**TEXT PASSAGE:**
····················
=> he needed a kind of decision game so that at any moment, only one decider was going to decide upon the consensus, that is, the full list of accepted past valid transactions. As he didn't want (at first) a central authority, he needed a LOTTERY BETWEEN PARTICIPANTS.
Please stop trying to pretend you know anything.
We can attain consensus without relying on only one decider. One decider happens to work well for the system Satoshi designed, but it isn't the only way to design a consensus system with probabilistic finality.
You are just making up handwaving noise to obfuscate that you haven't added anything substantive to my rebuttals.
That's more or less it. I don't think Satoshi's insight went beyond that, but that was already quite something.
Incorrect.
He would also need to deeply understand FLP impossibility theorem and the difference between probabilistic finality and the deterministic finality of Byzantine agreement.
Additionally the game theory economics and Nash equilibrium analysis is essential for understanding if the system will be stable or be a tragedy-of-the-commons. Also for understanding that the failure mode of the system is that it becomes completely centralized in one entity over the very long-term, if it becomes the paramount reserve currency in the world.
Also once you understand that, monetary systems, and finance, he would then understand how Bitcoin is ideal money until it becomes monopoly, then it shifts to 666 totalitarian.
You're not going to totally understand what I am writing because you haven't done the research and you are ignorant about blockchains. Really.
One of the things Satoshi was religious about, visibly, was the fact that there should only be a finite amount of coins in circulation. He must have been influenced by the Austrian school and gold bugs.
Nash's ideal money also qualifies. And Nash's ideal money fits better because
Bitcoin is far superior to gold and thus is an ideal money.
In fact, if he could have put them into circulation right away, most probably he would have preferred that, but as he now needed to emit them by people finding consensus
No he needed a way to market the thing, as this was the first thing of its kind, which means no one would have a reason to invest in it, i.e. the hen and egg dilemma. The genius of distribution via PoW is it invests people and industries into Bitcoin, which creates network effects and who then evangelize it.
You're analysis is inadequate due to your tunnel vision.
····················
**DATASET SECTION:**
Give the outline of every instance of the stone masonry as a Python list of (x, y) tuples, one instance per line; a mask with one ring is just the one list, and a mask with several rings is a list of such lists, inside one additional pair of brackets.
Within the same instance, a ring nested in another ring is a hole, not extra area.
····················
**EXERCISE SET:**
**A)** Answer these about the Bitcoin discussion, one answer per line:
(i) Since Satoshi did not want a central authority at first, what did the opening post say he needed between participants?
(ii) Which impossibility theorem did the reply say he would need to understand deeply?
(iii) Which school of economics did a writer suggest influenced Satoshi?
**B)** Please carry the Bitcoin discussion on past its final line.

**ANSWER SET:**
**A)**
(i) A lottery between participants.
(ii) The FLP impossibility theorem.
(iii) The Austrian school.

**B)**
In order to obtain a finite amount of coins at the end of the universe, he needed to diminish rewards ---> simple solution of block reward halvings. In order to reward them in the long term, he needed transaction fees.
In order to limit the coin emission, he needed the lottery to take place only once every 10 minutes, and because he didn't want to rely on real time (in the end, he did!) he invented the scheme of increasing difficulty.
The logical consequence of this was that the economic cost of the PoW at the 10 minute reward was going to rise to be about equal to the market value of the emitted coins. This would lead to totally crazy amounts of PoW, the rise of specialized hardware, and the killing of the original idea of just "a lottery between participants to decide who was going to decide upon consensus next with Sybil mitigation".
Satoshi's idea of having most payments done with bitcoin led him to understand that the block chain as he designed it, would have to grow at 100 GB a day.
You're trying to argue that these facts are contradictory or somehow clunky, but in fact they are a perfect design for what the global elite want from Bitcoin.
You keep trying to frame your argument under the assumption that Satoshi wanted Bitcoin to scale transactions for the masses and that he wanted it to remain decentralized for small miners. But in fact, that is not what the global elite want from Bitcoin.
If you have the wrong perspective, then you can't judge the facts.
Satoshi was paying lip service to things that
the idealistic useful idiots and SJWs wanted to hear, so that Bitcoin could be virally launched into the world. But of course Satoshi doesn't give a fuck about these useful idiots in the long-run. The
modus operandi fingerprints of the elite are right smack in front of your face and you can't even see it.